_WHAT IS NEEDED_:
Retype each line exactly. Skip images.

_MATERIALS PROVIDED_:
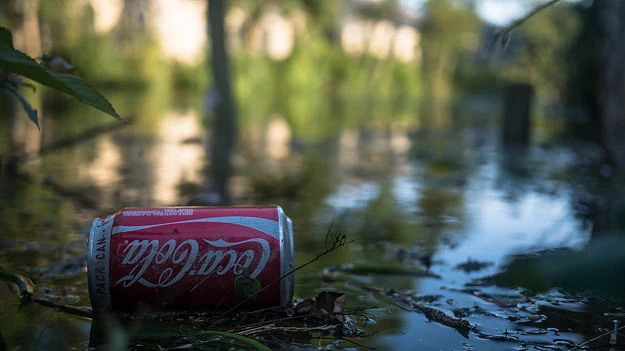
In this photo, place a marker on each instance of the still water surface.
(424, 186)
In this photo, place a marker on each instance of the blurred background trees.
(294, 57)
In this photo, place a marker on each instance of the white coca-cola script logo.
(181, 258)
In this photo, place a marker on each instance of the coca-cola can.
(190, 258)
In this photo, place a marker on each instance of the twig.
(505, 32)
(63, 308)
(338, 240)
(595, 338)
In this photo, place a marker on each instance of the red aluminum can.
(189, 257)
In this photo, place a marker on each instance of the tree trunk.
(610, 93)
(224, 120)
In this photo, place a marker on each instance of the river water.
(416, 189)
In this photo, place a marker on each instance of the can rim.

_ANSWER FOR THIS EXERCISE_:
In this photo, place a marker on each instance of the still water surface.
(424, 186)
In this photo, place a marker on each instance of the blurred background trees.
(294, 57)
In this photo, place a marker on each instance of the white coca-cola script logo.
(181, 258)
In this photo, place a marker on each instance of the coca-cola can.
(190, 258)
In this photo, place a marker on each instance of the twig.
(505, 32)
(63, 308)
(338, 240)
(595, 338)
In this photo, place a marker on each instance of the red aluminum can.
(189, 257)
In this photo, place a marker on each instance of the tree trunk.
(610, 93)
(224, 120)
In this photo, place a marker on each instance of the river water.
(416, 189)
In this photo, place a marker on each instance of the can rim.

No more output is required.